*** Material to process

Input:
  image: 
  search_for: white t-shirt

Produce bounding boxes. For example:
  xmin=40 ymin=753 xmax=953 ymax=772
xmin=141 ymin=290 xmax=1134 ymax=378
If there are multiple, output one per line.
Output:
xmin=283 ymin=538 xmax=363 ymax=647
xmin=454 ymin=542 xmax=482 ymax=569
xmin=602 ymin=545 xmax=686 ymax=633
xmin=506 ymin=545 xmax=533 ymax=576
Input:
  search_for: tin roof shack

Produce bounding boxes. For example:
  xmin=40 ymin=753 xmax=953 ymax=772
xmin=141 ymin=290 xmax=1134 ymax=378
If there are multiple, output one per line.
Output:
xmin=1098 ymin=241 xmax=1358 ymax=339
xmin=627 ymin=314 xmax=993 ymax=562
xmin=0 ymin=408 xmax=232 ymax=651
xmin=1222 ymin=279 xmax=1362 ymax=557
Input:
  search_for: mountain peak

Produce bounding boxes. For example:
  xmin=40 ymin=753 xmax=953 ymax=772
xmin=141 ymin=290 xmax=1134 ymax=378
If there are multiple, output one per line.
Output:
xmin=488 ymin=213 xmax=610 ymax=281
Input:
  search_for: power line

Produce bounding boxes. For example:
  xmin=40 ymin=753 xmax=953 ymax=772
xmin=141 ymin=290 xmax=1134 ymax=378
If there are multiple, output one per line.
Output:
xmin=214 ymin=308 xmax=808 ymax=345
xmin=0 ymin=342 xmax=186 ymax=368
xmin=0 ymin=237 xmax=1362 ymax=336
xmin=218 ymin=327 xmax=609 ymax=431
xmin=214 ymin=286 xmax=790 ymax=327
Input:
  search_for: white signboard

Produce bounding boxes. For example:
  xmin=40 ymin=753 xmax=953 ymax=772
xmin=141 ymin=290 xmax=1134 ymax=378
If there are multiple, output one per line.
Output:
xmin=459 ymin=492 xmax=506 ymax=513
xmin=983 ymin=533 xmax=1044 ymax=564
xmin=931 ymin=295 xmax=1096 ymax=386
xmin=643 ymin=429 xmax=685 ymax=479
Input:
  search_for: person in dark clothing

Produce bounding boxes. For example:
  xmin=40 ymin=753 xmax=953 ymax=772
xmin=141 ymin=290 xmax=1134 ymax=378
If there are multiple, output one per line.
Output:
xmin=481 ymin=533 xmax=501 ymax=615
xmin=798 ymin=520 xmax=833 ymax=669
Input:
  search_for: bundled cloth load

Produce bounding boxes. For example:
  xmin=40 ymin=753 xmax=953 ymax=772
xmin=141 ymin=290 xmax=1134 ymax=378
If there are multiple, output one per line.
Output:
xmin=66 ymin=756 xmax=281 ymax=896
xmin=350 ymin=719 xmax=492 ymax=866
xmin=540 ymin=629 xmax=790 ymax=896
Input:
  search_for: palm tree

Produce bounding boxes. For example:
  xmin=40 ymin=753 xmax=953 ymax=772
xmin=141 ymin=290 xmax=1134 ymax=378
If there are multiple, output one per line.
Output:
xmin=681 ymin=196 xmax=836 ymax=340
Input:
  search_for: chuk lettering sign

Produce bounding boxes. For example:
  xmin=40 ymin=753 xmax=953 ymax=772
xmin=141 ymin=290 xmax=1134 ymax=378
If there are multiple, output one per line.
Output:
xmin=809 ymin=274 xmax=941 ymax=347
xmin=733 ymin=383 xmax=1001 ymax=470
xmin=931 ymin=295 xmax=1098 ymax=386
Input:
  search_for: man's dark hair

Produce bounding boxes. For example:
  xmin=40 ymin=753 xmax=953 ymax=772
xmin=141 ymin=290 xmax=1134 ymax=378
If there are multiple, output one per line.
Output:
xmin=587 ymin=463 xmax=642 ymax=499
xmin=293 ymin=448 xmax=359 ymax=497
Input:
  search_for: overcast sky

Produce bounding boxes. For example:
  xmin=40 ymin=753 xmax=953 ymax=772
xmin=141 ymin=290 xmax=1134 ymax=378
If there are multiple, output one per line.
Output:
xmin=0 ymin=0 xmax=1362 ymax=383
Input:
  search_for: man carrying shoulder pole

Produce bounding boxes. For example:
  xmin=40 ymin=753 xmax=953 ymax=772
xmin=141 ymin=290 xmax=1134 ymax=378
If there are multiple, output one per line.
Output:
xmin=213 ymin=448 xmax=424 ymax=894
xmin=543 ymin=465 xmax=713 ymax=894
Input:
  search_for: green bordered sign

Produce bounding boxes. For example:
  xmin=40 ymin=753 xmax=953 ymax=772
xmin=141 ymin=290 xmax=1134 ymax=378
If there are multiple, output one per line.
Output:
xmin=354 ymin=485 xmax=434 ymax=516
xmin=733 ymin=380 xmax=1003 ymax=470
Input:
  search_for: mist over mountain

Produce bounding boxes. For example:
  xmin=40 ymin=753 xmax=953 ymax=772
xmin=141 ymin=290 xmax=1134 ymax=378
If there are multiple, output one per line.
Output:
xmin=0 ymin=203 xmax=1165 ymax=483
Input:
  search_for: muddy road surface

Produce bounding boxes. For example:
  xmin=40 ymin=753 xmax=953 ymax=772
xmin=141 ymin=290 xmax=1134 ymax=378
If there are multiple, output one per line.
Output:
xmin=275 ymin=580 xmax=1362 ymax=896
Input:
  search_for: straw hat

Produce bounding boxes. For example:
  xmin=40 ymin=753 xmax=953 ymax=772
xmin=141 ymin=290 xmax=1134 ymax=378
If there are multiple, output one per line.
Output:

******

**Aim of the task:** Please reproduce the entire listing, exactly as shown.

**Solution for this problem:**
Input:
  image: 
  search_for: white t-shirt

Produce bounding boxes. For example:
  xmin=40 ymin=753 xmax=953 ymax=772
xmin=141 ymin=290 xmax=1134 ymax=378
If there are multiple, output one per line.
Output:
xmin=283 ymin=538 xmax=363 ymax=647
xmin=454 ymin=542 xmax=482 ymax=569
xmin=602 ymin=545 xmax=686 ymax=633
xmin=506 ymin=545 xmax=533 ymax=576
Input:
  search_for: tin roof shack

Produce bounding boxes. For example:
  xmin=40 ymin=753 xmax=953 ymax=772
xmin=141 ymin=290 xmax=1134 ymax=378
If there are multiple, output one per line.
Output:
xmin=1098 ymin=241 xmax=1358 ymax=339
xmin=627 ymin=314 xmax=993 ymax=562
xmin=0 ymin=408 xmax=232 ymax=651
xmin=1222 ymin=279 xmax=1362 ymax=557
Input:
  search_for: mountain peak

Produce bounding boxes. For example:
  xmin=40 ymin=753 xmax=953 ymax=772
xmin=141 ymin=290 xmax=1134 ymax=378
If there are multiple, output one per line.
Output:
xmin=488 ymin=213 xmax=610 ymax=281
Input:
  search_for: power line

Produce bounding boxes. For example:
  xmin=40 ymin=753 xmax=953 ymax=772
xmin=141 ymin=290 xmax=1134 ymax=378
If there are multiple, output one per line.
Output:
xmin=214 ymin=308 xmax=808 ymax=345
xmin=0 ymin=342 xmax=186 ymax=368
xmin=0 ymin=237 xmax=1362 ymax=336
xmin=218 ymin=327 xmax=609 ymax=431
xmin=214 ymin=286 xmax=790 ymax=327
Input:
  search_for: white signboard

Produce bounding boxes. For example:
  xmin=40 ymin=753 xmax=953 ymax=772
xmin=141 ymin=290 xmax=1134 ymax=378
If there are multiple, output one per line.
Output:
xmin=459 ymin=492 xmax=506 ymax=513
xmin=983 ymin=533 xmax=1044 ymax=564
xmin=931 ymin=295 xmax=1096 ymax=386
xmin=643 ymin=429 xmax=685 ymax=479
Input:
  search_for: person in dark clothing

Produce bounding boxes. For example:
  xmin=40 ymin=753 xmax=953 ymax=772
xmin=141 ymin=290 xmax=1134 ymax=378
If there are multiple, output one per line.
Output:
xmin=481 ymin=533 xmax=501 ymax=615
xmin=798 ymin=520 xmax=833 ymax=669
Input:
  search_for: bundled cloth load

Produce bounding boxes. For example:
  xmin=40 ymin=753 xmax=953 ymax=772
xmin=141 ymin=290 xmax=1134 ymax=378
If there are multiple, output one per line.
Output:
xmin=66 ymin=756 xmax=281 ymax=896
xmin=350 ymin=719 xmax=492 ymax=866
xmin=540 ymin=629 xmax=790 ymax=896
Input:
  search_for: palm tree

Produce bounding boxes. For example:
  xmin=40 ymin=753 xmax=953 ymax=772
xmin=141 ymin=290 xmax=1134 ymax=378
If there are multiple, output one per line.
Output:
xmin=681 ymin=196 xmax=836 ymax=340
Input:
  search_for: chuk lettering sign

Produce bounding boxes. For example:
  xmin=40 ymin=753 xmax=953 ymax=772
xmin=141 ymin=290 xmax=1134 ymax=378
If there are multiple, output one per line.
Output:
xmin=809 ymin=274 xmax=941 ymax=347
xmin=733 ymin=383 xmax=1001 ymax=470
xmin=931 ymin=295 xmax=1098 ymax=386
Input:
  search_for: man's dark hair

Produce bounding boxes. For example:
  xmin=40 ymin=753 xmax=953 ymax=772
xmin=141 ymin=290 xmax=1134 ymax=378
If there are multiple, output one per line.
Output:
xmin=587 ymin=463 xmax=642 ymax=499
xmin=293 ymin=448 xmax=359 ymax=497
Input:
  search_for: overcast sky

Produce bounding boxes. For example:
  xmin=40 ymin=753 xmax=953 ymax=772
xmin=141 ymin=290 xmax=1134 ymax=378
If there are multiple, output one per line.
Output:
xmin=0 ymin=0 xmax=1362 ymax=383
Input:
  search_for: man carrying shoulder pole

Produce bounding boxes. For example:
  xmin=40 ymin=753 xmax=953 ymax=772
xmin=141 ymin=290 xmax=1134 ymax=378
If there are multiple, output one per line.
Output:
xmin=213 ymin=448 xmax=424 ymax=894
xmin=543 ymin=465 xmax=713 ymax=894
Input:
  search_for: green bordered sign

Produce bounding boxes. For example:
  xmin=40 ymin=753 xmax=953 ymax=772
xmin=141 ymin=290 xmax=1134 ymax=378
If there are multiple, output one per line.
Output:
xmin=354 ymin=485 xmax=434 ymax=516
xmin=733 ymin=380 xmax=1003 ymax=470
Input:
  search_for: mist over mountain

Produce bounding boxes. For example:
  xmin=40 ymin=753 xmax=953 ymax=772
xmin=141 ymin=290 xmax=1134 ymax=378
If there are multiple, output one per line.
Output:
xmin=0 ymin=203 xmax=1165 ymax=483
Input:
  search_for: muddy road surface

Produce bounding boxes. For example:
  xmin=40 ymin=753 xmax=953 ymax=772
xmin=141 ymin=290 xmax=1134 ymax=378
If there are multiple, output one per line.
Output:
xmin=275 ymin=580 xmax=1362 ymax=896
Input:
  search_for: straw hat

Produce bounding boxes. For example:
  xmin=40 ymin=753 xmax=953 ymax=772
xmin=141 ymin=290 xmax=1134 ymax=378
If there are multiple, output one per line.
Output:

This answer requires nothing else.